Copy every line of the items below that contains the string "positive".
-- EXCERPTED RECORDS follows --
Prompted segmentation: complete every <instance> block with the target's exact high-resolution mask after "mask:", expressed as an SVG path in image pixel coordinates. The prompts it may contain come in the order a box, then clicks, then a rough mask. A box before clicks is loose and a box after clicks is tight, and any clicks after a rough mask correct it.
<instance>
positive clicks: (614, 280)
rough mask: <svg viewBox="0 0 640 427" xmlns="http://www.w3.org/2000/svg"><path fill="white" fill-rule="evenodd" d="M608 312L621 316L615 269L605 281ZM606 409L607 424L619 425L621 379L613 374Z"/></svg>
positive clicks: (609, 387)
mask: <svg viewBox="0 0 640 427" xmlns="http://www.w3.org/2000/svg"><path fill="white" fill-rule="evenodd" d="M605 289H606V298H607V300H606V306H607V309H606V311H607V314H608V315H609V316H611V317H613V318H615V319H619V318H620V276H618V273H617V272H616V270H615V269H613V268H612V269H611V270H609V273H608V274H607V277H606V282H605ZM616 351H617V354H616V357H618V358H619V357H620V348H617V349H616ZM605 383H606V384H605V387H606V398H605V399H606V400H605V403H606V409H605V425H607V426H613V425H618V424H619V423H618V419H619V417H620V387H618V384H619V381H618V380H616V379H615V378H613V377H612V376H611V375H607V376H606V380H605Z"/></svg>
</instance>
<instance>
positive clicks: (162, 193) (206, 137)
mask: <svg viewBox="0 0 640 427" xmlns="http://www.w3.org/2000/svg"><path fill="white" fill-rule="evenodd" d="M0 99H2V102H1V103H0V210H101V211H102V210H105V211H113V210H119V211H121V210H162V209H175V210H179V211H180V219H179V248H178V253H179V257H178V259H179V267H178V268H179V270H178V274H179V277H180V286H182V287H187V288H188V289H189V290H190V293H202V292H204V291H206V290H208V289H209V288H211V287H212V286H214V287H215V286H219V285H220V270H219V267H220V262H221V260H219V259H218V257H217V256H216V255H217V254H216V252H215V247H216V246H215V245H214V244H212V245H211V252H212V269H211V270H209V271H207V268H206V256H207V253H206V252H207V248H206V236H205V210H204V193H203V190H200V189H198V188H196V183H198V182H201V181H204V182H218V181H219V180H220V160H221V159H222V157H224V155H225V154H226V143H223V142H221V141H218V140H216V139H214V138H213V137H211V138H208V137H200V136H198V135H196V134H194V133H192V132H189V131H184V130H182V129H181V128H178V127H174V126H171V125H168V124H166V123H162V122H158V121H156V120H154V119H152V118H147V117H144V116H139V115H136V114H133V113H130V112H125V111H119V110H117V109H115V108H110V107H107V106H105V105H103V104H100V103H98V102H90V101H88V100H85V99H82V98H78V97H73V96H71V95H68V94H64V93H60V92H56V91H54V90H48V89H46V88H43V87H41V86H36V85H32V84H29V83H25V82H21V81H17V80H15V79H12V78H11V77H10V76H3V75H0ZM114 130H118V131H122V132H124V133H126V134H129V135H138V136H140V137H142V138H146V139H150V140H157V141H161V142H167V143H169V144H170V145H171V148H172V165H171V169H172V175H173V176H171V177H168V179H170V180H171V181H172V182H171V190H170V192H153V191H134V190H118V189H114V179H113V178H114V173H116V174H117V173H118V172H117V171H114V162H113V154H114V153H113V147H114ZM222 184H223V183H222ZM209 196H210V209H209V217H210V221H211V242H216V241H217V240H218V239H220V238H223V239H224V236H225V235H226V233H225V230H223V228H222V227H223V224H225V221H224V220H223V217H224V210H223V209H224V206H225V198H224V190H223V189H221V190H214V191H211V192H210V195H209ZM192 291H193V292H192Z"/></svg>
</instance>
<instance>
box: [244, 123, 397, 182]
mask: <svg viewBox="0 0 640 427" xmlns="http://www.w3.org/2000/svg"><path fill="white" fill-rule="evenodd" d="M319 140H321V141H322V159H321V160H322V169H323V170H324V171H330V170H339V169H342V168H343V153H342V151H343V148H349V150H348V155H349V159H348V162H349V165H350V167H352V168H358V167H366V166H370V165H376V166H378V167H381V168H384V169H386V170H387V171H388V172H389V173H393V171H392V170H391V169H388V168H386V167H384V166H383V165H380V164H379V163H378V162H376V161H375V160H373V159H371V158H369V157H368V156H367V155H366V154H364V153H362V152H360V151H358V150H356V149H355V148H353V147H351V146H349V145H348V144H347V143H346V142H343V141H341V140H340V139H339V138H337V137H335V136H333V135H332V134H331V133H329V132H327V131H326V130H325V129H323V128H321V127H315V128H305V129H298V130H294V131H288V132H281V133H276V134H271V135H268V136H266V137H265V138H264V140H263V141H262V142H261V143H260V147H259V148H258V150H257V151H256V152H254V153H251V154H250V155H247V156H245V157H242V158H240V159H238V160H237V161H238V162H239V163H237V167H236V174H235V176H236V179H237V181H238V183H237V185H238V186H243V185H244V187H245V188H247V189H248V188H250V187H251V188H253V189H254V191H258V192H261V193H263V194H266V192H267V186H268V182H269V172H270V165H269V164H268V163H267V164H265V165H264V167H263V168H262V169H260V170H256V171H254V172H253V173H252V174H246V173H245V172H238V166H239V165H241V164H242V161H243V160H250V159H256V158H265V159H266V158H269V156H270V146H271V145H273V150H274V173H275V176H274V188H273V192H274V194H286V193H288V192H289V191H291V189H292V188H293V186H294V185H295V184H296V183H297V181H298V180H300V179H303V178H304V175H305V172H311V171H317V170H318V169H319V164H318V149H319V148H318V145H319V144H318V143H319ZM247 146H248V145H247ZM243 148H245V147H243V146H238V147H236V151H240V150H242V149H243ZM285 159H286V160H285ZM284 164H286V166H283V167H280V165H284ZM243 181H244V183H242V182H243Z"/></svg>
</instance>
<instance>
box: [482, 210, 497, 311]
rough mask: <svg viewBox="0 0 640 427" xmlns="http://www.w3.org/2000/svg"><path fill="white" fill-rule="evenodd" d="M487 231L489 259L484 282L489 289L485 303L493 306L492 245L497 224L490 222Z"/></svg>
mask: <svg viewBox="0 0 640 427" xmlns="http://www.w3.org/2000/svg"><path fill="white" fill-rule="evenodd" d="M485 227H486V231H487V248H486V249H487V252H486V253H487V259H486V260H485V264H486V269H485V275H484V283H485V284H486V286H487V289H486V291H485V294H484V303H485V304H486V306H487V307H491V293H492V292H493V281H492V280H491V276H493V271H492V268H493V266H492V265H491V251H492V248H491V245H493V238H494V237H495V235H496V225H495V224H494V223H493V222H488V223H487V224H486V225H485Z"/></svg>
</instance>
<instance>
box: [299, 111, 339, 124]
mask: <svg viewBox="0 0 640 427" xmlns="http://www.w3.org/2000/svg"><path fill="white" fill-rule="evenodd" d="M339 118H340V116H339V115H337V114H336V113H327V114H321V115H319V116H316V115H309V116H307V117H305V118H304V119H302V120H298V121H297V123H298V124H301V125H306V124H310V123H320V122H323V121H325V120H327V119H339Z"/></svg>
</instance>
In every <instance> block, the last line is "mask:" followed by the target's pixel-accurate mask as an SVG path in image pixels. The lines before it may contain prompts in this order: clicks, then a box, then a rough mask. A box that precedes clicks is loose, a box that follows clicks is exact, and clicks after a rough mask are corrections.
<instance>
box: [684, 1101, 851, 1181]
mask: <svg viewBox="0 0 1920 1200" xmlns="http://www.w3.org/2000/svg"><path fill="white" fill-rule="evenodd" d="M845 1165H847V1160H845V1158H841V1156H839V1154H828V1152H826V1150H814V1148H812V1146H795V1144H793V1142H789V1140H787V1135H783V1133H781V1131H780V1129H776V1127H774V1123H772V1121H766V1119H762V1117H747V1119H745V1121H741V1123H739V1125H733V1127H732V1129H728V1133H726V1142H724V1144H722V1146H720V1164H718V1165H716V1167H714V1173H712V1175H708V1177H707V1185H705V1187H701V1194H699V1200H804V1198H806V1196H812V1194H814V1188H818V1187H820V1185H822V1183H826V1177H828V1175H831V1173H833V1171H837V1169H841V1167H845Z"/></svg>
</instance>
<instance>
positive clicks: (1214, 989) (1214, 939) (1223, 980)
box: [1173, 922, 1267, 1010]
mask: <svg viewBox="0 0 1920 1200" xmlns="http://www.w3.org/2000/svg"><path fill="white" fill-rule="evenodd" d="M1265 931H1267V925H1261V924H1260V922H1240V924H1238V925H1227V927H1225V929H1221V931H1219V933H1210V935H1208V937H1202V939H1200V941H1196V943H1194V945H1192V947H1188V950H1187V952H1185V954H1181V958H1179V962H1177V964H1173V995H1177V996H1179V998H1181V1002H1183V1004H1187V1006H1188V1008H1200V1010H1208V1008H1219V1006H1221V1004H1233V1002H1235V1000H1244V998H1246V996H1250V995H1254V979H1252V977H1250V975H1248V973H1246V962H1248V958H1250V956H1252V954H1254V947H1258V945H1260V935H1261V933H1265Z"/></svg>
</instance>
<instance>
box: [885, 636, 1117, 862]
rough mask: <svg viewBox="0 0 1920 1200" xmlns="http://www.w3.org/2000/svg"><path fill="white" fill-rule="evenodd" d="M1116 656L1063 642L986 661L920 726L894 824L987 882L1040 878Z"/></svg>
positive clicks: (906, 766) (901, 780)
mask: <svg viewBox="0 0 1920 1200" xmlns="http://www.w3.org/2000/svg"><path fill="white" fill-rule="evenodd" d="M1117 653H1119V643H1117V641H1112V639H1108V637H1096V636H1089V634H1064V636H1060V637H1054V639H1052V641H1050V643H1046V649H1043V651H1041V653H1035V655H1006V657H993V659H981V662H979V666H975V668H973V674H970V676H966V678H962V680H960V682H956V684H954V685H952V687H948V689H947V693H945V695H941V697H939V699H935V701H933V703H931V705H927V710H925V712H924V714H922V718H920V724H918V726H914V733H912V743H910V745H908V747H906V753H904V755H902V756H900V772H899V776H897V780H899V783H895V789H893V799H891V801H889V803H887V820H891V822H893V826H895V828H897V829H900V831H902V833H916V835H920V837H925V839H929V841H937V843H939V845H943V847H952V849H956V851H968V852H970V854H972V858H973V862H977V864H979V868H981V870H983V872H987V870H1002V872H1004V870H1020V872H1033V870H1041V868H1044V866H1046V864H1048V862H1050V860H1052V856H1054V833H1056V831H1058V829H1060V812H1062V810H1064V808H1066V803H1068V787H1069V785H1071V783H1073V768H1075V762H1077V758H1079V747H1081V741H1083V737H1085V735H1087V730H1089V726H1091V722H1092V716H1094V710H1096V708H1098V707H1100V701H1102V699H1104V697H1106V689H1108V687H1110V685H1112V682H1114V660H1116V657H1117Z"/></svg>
-- EXCERPTED RECORDS concluded --
■ EXERCISE SOLUTION:
positive clicks: (614, 280)
positive clicks: (609, 387)
positive clicks: (162, 193) (206, 137)
positive clicks: (1214, 989) (1214, 939) (1223, 980)
positive clicks: (906, 766) (901, 780)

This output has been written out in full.